* [Stated exercise 1]: Duplicate the Unicon programming language article below verbatim, reproducing every line in full.

* [Selected excerpt]:
____________________
- Paradigm: object-oriented, procedural
- Designed by: Clint Jeffery
- OS: Cross-platform: Windows, Unix
- License: GNU General Public License
- Website: unicon.sourceforge.net

Influenced by
- Icon

= Unicon (programming language) =

Programming language descended from Icon

Unicon is a programming language designed by American computer scientist Clint Jeffery with collaborators including Shamim Mohamed, Jafar Al Gharaibeh, Robert Parlett and others. Unicon descended from Icon and a preprocessor for Icon called IDOL. Compared with Icon, Unicon offers better access to the operating system as well as support for object-oriented programming. Unicon began life as a merger of three popular Icon extensions: an OO preprocessor named Idol, a POSIX filesystem and networking interface, and an ODBC facility. The name is shorthand for "Unified Extended Dialect of Icon."
____________________
* [Records for this task]:
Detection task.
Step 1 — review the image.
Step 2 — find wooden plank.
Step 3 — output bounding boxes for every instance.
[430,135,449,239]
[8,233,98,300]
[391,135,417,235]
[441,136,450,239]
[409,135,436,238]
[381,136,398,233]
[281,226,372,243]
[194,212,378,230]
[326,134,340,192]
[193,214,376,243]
____________________
* [Stated exercise 2]: Gather every line in the listing above that contains the string "Step", matching case exactly, and copy each one unchanged.

* [Task answer 1]:
- Paradigm: object-oriented, procedural
- Designed by: Clint Jeffery
- OS: Cross-platform: Windows, Unix
- License: GNU General Public License
- Website: unicon.sourceforge.net

Influenced by
- Icon

= Unicon (programming language) =

Programming language descended from Icon

Unicon is a programming language designed by American computer scientist Clint Jeffery with collaborators including Shamim Mohamed, Jafar Al Gharaibeh, Robert Parlett and others. Unicon descended from Icon and a preprocessor for Icon called IDOL. Compared with Icon, Unicon offers better access to the operating system as well as support for object-oriented programming. Unicon began life as a merger of three popular Icon extensions: an OO preprocessor named Idol, a POSIX filesystem and networking interface, and an ODBC facility. The name is shorthand for "Unified Extended Dialect of Icon."

* [Task answer 2]:
Step 1 — review the image.
Step 2 — find wooden plank.
Step 3 — output bounding boxes for every instance.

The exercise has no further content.